◆ **Selected passage**:

>>>

Self-Defense in Nevada: Know Your Rights
According to the Nevada Law, people are allowed to fight back against intruders that are threatening them.
Crimes that people commonly perform self-defense against are assault, battery, attempted murder, home or car invasion, and domestic violence. Nevada is considered a “stand your ground” state, making it justifiable for a defender to harm or kill someone who is posing a threat to them. However, there are certain weapons that are and are not allowed in Nevada.
Self-Defense Weapons in Nevada
Nevada is an open-carry State, meaning you can carry a handgun, stun gun, or taser in plain view.
However, weapons including most knives and nunchucks are illegal in the State of Nevada. Knives are legal to carry in public in Nevada, although there are exceptions to the types of knives you can carry.
- Permit is required for concealed carry of knives.
- Requires sheriff’s permission to conceal carry a knife with a three-inch or longer blade.
- Carrying knives at schools or childcare facilities is prohibited.
- It is illegal to brandish knives in front of two or more people.

<<<

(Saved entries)

>>>

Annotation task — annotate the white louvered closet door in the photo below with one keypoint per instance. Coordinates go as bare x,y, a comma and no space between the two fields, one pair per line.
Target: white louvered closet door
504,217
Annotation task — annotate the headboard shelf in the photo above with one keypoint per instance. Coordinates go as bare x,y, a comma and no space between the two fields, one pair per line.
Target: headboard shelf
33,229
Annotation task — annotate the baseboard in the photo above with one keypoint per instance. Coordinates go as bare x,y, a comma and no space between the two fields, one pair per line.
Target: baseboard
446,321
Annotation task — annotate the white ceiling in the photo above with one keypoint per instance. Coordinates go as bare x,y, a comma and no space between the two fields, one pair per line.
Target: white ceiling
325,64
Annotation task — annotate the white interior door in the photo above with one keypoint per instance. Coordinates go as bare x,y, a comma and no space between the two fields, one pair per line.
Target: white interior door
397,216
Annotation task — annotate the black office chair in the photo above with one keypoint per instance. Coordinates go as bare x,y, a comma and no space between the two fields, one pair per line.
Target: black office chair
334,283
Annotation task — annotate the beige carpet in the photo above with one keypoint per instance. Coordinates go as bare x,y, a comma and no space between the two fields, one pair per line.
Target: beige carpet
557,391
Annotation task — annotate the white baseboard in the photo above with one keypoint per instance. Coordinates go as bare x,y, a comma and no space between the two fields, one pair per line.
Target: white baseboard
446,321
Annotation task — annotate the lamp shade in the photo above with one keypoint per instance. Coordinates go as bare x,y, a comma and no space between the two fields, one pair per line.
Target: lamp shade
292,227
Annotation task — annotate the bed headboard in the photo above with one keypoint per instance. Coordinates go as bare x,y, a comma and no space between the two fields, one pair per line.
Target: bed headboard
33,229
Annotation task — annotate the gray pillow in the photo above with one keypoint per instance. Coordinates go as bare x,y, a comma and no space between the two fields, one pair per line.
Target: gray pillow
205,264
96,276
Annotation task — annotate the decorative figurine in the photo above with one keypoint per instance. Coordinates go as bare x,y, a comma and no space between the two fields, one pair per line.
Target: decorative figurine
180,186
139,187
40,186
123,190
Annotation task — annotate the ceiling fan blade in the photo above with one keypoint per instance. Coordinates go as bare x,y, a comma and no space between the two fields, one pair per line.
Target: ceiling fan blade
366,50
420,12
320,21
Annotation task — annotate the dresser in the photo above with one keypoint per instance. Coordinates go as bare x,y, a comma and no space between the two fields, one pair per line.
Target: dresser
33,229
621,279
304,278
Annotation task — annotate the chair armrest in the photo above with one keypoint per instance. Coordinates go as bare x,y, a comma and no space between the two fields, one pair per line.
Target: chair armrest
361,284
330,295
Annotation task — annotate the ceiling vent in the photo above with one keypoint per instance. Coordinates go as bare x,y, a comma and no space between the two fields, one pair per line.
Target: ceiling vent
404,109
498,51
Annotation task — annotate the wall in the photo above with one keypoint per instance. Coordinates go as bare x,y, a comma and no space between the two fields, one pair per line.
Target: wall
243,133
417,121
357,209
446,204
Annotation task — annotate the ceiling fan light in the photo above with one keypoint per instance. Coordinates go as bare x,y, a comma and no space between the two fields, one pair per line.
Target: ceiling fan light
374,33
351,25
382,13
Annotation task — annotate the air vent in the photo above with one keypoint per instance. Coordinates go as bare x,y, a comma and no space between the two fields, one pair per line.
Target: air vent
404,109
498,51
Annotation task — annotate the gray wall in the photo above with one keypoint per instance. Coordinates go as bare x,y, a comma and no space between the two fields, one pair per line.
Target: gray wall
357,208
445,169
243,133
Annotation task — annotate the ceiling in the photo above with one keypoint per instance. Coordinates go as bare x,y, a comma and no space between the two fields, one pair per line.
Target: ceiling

<<<

◆ **Exercise goal**:
According to the Nevada self-defense text above, whose permission is required to conceal carry a knife with a blade of three inches or longer?

◆ **Result below**:
The sheriff's permission is required.